- [Written tasks]
(A) According to the forum question about uploading files into a BLOB column, which file types upload correctly when converted to bytes?
(B) Translate this sentence from the forum question about BLOB uploads into Spanish: "These files were found to be unreadable after downloading."
(C) Pick up the forum question about storing uploaded files in a BLOB column right after its final line and extend it.

- [Document]
Loss of bytes and corruption of data while inserting image, xls files into blob using byte array

Question

I wanted to create a generic upload code,which could insert all data ,be it text,images,video files etc into a blob field and retrieve data from the same. I had assumed that converting the file into bytes and then uploading it, and using similar approach to download it would work. What beats me is that though I am able to successfully download files in any format using the bytes approach, uploading files by converting into bytes work only with pdf and text-related documents. While uploading image files, or even xls files, I observed that the byte size of blob field is lesser(update: mismatched) than that of original file. These files were found to be unreadable after downloading.

(I have come across a procedure in https://community.oracle.com/thread/1128742?tstart=0 which would help me in achieving what I want. But this would mean considerable rewriting in my current code. I hope there is a way out in my current code itself.)

My 'insert to blob' code as of now is :

Table structure :

desc project_storage
Name       Null Type          
---------- ---- ------------- 
PROJECT_ID      NUMBER(38)    
FILE_NAME       VARCHAR2(200) 
DOCUMENTS       BLOB          
ALIAS           VARCHAR2(50)  
FILE_TYPE       VARCHAR2(200)

Code:

@RequestMapping(value="/insertProject.htm", method = { RequestMethod.POST}, headers="Accept=*/*")
    public String insert(@RequestParam Map<String,Object> parameters,@RequestParam CommonsMultipartFile file,Model model,HttpServletRequest req){
        try
        {
            log.info("Datasource || attempt to insert into project storage -Start()");
            if(file!=null)

- [Provided data]
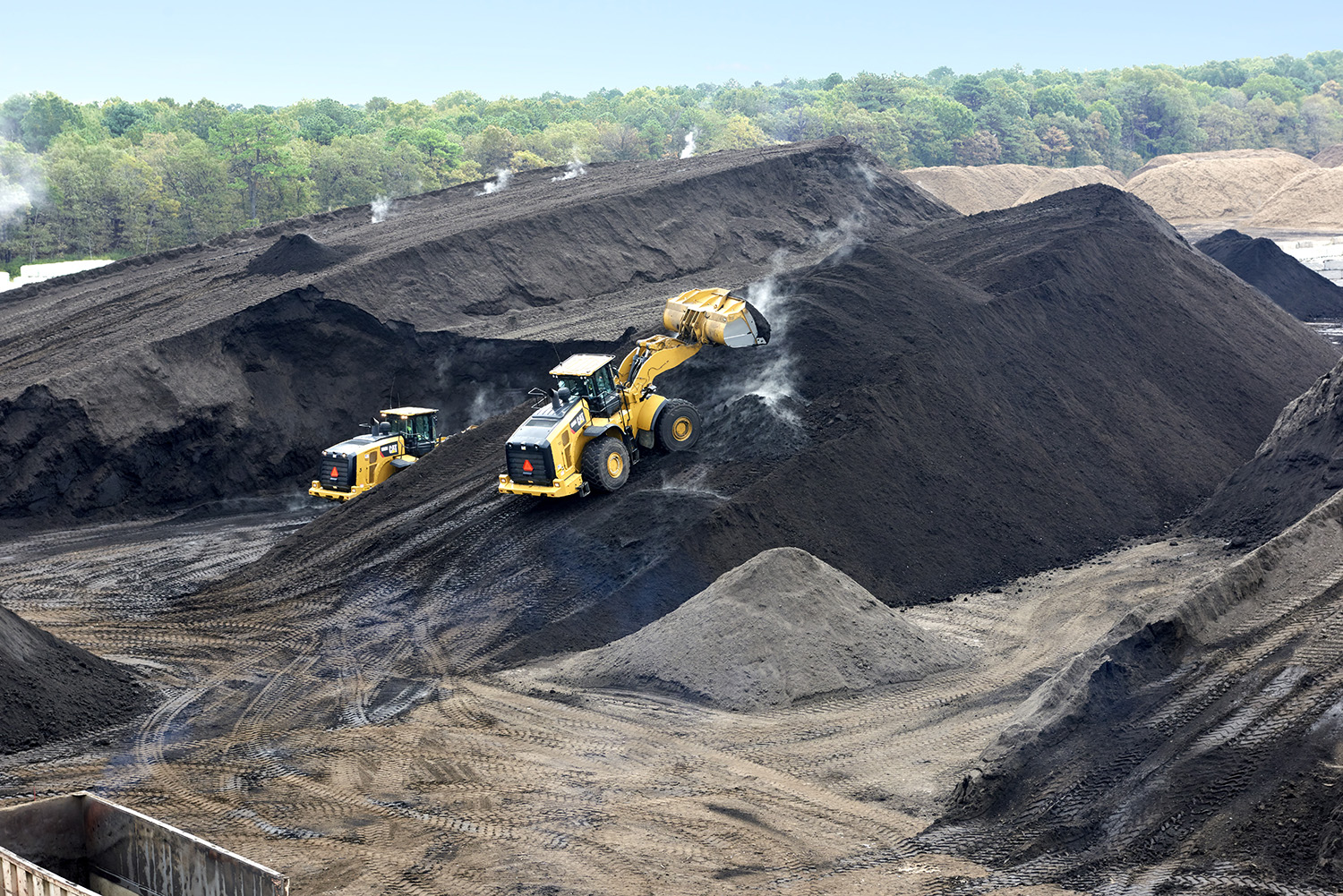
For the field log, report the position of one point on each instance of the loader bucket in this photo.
(716, 316)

- [Task-by-task answers]
(A) Only PDF and text-related documents.

(B) Se comprobó que estos archivos eran ilegibles después de descargarlos.

(C)
            {
                String file_type=file.getContentType();
                String file_name=file.getOriginalFlename();
                String file_storage=file.getStorageDescription();
                long file_size=file.getSize();
                System.out.println("File type is : "+file_type);
                System.out.println("File name is :"+file_name);
                System.out.println("File size is"+file_size);
                System.out.println("Storage Description :"+file_storage);
            ByteArrayOutputStream barr = new ByteArrayOutputStream();
                ObjectOutputStream objOstream = new ObjectOutputStream(barr);
                objOstream.writeObject(file);
                objOstream.flush();
                objOstream.close();
                byte[] bArray = barr.toByteArray(); 

            //  byte [] bArray=file.getBytes();
            //  InputStream inputStream = new ByteArrayInputStream(bArray);
                //inputStream.read();
                Object objArray[]=new Object[]{file_name,bArray,parameters.get("alias"),file_type};   //bArray is our target.
           int result=dbUtil.saveData("Insert into Project_Storage(Project_Id,File_Name,Documents,Alias,File_Type) values(to_number(?),?,?,?,?)", objArray);
            model.addAttribute(result);

            }
        }   
        catch(Exception e){
            System.out.println("Exception while inserting the documents"+e.toString());
            e.printStackTrace();
        }

        log.info("Datasource || attempt to insert new project -end()");
        return "admin/Result";
        }

Where am I going wrong? What exactly is being populated into the blob field when the files are xls,image or files?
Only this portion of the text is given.